▸ **TASK BRIEF**: Turn the lines of the material below into a JSON list of strings, one string per line and no blank lines. Begin at the line that contains "Practice step: pick out every instance of the sidewalk" and stop after the line that contains "[(265, 449)]".

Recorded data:

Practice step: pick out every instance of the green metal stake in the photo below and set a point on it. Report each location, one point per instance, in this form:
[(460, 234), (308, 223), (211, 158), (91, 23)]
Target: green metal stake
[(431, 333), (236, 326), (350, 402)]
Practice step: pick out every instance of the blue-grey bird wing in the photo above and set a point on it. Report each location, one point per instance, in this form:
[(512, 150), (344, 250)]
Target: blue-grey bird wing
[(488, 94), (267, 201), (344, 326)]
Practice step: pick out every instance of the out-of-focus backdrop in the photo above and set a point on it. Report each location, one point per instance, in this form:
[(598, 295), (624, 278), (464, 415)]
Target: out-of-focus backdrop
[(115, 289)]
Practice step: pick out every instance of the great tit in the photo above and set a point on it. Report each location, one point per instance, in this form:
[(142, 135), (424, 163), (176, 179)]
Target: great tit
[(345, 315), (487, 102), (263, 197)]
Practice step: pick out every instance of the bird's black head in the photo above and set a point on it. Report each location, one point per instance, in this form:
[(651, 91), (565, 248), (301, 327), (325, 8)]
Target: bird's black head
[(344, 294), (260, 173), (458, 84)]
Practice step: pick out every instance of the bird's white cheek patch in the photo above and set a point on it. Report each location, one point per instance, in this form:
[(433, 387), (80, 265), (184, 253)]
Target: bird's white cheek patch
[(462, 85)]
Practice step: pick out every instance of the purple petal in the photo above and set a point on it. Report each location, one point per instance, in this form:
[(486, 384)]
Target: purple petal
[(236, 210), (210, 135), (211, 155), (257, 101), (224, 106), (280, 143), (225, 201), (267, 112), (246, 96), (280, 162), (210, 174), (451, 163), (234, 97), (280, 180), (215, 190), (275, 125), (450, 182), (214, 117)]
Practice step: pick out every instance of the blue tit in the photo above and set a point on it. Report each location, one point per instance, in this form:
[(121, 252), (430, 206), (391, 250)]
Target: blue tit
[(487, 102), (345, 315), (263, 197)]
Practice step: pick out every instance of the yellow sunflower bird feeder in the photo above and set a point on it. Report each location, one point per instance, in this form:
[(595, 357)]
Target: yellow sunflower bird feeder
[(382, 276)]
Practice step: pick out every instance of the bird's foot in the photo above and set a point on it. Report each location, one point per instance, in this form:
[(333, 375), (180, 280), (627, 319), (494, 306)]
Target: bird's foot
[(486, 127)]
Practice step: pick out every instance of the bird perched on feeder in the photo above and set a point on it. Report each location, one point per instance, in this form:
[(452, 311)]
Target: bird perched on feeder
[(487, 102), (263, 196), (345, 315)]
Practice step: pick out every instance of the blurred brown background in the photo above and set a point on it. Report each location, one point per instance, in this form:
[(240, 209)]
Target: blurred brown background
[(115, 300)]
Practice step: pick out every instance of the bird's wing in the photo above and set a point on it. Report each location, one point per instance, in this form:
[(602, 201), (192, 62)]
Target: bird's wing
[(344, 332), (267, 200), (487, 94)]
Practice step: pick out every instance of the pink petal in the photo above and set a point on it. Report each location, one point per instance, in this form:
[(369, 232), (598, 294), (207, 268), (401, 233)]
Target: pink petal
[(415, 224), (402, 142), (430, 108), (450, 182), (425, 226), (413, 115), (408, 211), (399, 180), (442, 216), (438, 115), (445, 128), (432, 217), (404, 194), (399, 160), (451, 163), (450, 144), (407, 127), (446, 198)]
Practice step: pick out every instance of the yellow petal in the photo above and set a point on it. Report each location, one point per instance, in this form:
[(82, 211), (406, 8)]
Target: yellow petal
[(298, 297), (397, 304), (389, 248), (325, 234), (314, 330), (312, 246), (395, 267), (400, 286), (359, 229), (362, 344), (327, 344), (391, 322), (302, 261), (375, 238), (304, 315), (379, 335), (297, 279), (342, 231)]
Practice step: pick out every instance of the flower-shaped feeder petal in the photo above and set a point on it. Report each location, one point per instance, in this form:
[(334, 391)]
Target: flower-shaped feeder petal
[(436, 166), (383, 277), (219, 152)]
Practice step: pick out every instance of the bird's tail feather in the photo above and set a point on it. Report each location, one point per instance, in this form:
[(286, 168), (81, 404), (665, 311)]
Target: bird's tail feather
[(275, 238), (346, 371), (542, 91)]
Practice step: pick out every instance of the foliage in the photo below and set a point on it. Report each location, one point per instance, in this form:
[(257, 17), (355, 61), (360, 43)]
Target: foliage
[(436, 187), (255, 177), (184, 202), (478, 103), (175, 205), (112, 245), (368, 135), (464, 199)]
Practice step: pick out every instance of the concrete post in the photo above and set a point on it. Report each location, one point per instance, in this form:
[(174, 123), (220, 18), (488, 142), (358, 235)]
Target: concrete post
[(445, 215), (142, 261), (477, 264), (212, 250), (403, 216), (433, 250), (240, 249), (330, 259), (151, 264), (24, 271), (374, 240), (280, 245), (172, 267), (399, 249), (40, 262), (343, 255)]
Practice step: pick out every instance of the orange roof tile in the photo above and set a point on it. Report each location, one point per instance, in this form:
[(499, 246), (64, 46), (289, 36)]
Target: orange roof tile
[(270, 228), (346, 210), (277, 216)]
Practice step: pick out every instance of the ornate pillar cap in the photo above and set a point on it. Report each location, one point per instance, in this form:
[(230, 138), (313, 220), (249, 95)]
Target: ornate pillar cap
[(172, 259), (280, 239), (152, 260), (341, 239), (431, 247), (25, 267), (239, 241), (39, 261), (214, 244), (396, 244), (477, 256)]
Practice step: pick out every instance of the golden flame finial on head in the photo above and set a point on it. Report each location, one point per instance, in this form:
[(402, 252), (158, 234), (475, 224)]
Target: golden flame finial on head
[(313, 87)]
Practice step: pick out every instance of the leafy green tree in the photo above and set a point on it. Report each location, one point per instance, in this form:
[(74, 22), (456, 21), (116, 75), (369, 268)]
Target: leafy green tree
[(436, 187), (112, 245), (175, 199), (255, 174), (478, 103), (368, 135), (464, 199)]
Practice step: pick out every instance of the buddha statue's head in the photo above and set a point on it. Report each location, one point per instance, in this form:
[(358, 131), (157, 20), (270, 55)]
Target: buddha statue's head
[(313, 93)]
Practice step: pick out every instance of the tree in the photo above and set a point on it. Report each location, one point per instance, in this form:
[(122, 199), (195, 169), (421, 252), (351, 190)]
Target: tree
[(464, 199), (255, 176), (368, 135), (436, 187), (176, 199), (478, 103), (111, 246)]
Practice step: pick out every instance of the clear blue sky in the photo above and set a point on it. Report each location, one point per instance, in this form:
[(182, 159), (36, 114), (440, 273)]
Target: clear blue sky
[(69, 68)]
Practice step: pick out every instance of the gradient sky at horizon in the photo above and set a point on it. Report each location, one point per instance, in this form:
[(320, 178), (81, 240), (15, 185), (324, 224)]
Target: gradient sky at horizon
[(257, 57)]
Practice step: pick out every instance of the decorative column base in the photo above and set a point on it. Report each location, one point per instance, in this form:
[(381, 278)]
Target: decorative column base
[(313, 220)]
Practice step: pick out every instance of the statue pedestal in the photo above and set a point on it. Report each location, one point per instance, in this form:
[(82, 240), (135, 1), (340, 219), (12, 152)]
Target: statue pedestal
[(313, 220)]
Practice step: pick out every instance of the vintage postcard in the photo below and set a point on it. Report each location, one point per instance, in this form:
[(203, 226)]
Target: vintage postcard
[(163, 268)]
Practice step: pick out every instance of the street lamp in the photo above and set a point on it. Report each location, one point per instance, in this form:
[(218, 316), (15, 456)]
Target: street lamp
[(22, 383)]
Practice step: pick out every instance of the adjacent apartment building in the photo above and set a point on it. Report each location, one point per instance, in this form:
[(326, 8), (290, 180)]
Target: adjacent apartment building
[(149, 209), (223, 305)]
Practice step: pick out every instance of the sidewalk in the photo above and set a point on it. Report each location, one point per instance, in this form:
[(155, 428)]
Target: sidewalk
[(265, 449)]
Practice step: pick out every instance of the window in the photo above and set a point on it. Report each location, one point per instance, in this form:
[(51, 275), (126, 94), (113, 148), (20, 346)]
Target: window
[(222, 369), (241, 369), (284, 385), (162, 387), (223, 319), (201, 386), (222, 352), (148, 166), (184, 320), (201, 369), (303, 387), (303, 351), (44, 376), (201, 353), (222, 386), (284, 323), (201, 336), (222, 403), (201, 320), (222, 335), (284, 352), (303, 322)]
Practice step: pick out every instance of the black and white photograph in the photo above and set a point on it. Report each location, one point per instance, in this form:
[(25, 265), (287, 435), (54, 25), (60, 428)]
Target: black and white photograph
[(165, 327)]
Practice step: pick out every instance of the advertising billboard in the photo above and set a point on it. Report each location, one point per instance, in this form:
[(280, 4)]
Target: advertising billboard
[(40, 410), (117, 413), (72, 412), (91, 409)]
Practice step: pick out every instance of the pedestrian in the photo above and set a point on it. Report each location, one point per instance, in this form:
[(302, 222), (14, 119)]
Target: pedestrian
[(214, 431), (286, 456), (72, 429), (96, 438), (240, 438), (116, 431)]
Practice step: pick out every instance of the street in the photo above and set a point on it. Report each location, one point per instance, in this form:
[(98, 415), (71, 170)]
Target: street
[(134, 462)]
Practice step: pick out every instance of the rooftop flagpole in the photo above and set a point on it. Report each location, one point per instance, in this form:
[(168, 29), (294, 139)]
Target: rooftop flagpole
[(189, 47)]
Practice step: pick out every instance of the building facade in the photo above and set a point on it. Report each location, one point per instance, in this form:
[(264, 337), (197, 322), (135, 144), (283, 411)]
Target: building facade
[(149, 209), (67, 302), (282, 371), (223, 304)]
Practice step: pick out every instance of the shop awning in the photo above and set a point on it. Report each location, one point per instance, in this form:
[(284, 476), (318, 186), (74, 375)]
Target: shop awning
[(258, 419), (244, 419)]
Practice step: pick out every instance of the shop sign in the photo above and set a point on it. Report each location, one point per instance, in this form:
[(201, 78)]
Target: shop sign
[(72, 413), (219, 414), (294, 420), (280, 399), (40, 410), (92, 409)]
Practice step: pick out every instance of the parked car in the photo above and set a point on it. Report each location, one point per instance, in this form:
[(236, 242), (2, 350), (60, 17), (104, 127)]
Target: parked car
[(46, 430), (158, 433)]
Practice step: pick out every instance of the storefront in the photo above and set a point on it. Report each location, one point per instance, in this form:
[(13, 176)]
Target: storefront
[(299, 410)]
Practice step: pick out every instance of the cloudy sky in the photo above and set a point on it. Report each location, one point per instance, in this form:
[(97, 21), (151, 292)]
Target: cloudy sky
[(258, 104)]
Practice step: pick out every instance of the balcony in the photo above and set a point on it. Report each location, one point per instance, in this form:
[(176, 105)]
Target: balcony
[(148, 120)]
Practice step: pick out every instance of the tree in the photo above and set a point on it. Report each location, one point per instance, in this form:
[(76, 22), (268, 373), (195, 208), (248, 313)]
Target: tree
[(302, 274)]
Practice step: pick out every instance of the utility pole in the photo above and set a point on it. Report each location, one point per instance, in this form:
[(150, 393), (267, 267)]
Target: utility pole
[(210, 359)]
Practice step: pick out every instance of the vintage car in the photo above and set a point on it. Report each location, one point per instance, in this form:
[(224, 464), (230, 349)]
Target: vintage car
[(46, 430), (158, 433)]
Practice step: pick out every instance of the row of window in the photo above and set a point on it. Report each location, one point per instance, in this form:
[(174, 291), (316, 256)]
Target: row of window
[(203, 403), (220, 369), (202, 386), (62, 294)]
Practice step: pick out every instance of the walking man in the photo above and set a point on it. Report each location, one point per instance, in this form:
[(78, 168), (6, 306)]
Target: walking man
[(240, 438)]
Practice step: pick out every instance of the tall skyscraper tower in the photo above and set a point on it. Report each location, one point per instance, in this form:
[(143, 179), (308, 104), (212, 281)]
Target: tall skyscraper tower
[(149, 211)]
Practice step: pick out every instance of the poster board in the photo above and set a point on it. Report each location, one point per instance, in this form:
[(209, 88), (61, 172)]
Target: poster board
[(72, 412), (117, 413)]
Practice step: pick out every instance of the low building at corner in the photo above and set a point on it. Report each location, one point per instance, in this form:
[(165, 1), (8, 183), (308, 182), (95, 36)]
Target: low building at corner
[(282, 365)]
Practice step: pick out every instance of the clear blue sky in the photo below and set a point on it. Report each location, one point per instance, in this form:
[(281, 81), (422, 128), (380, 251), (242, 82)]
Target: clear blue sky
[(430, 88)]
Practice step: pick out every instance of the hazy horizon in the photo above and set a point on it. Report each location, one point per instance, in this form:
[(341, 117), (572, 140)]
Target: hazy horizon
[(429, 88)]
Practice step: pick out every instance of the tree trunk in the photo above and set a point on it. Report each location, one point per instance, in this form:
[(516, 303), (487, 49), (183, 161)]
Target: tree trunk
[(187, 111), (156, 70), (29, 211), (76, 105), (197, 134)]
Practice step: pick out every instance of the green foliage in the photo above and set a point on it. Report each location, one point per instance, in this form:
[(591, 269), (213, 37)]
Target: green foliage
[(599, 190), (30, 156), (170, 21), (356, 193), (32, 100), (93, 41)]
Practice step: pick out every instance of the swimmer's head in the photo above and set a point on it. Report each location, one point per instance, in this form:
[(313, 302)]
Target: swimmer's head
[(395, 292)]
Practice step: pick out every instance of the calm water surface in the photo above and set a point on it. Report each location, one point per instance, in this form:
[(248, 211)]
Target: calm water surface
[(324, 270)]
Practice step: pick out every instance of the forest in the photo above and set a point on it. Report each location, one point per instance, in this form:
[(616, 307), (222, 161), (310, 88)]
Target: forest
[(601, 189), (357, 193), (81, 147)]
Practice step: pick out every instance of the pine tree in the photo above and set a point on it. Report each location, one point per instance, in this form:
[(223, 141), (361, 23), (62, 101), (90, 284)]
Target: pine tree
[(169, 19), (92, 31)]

▸ **OUTPUT OF THE TASK**:
[
  "Practice step: pick out every instance of the sidewalk in the photo above and set a point on it. Report each location, one point per instance, in this form:",
  "[(155, 428)]",
  "Target: sidewalk",
  "[(265, 449)]"
]